* **INFORMATION SUPPLIED**:
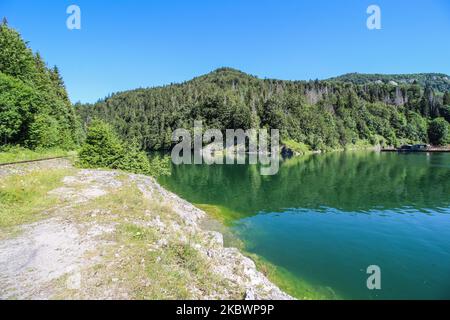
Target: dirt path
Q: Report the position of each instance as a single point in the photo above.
(82, 251)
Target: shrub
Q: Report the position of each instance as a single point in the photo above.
(44, 132)
(438, 131)
(103, 149)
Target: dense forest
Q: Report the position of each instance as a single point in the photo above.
(437, 81)
(35, 110)
(322, 115)
(348, 111)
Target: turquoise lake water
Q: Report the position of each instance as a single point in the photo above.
(325, 218)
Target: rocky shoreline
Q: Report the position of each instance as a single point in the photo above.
(72, 242)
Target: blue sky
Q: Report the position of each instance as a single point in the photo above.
(125, 44)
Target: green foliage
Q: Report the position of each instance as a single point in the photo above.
(9, 154)
(43, 132)
(34, 107)
(322, 115)
(446, 99)
(437, 81)
(104, 149)
(438, 132)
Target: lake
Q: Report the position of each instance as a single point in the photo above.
(323, 219)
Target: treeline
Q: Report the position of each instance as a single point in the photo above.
(321, 114)
(437, 81)
(35, 110)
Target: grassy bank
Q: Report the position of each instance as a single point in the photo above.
(24, 198)
(15, 154)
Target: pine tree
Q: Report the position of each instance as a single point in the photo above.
(447, 98)
(16, 59)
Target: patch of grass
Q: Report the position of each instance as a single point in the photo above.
(15, 154)
(175, 271)
(146, 262)
(24, 198)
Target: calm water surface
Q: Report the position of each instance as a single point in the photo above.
(324, 219)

* **YOUR OBJECTIVE**:
Return every item above word for word, with the picture left out.

* **EXERCISE SOLUTION**:
Target: dirt path
Q: Report the position of each instance as a single point in the photo above.
(82, 251)
Target: shrub
Q: Report the position of each instance as a single point in the photo above.
(44, 132)
(438, 131)
(103, 149)
Target: dense forest
Q: Report the position of each instance as a single point in the photo above.
(437, 81)
(35, 110)
(322, 115)
(348, 111)
Target: turquoise lake water
Q: Report the position of each instance as a single point in the photo above.
(325, 218)
Target: rocky shoreline
Q: Report the position of each instance as a single point in the photo above.
(72, 242)
Target: blue sky
Q: Report the position of each instance as a single point in the photo above.
(125, 44)
Target: green foliage
Q: Report the position of each instance as a single point in the photo above.
(9, 154)
(43, 132)
(34, 107)
(322, 115)
(446, 99)
(437, 81)
(104, 149)
(438, 132)
Target: lake
Q: Report the position of each instance as a single point in the photo above.
(323, 219)
Target: treeline
Q: Report the position of each instance as a single point in the photo above.
(321, 114)
(437, 81)
(35, 110)
Target: grassy bank
Q: Report the position of each instance as a single point in the photo above.
(24, 198)
(15, 154)
Target: pine tree
Q: Report the position of each instance as a single point in the photo above.
(447, 98)
(16, 59)
Target: patch of grass
Q: Report the position of each instance as a single point in the photo above.
(15, 154)
(175, 271)
(146, 262)
(24, 198)
Target: calm water surface
Q: Report the position of each instance as a single point in the photo above.
(324, 219)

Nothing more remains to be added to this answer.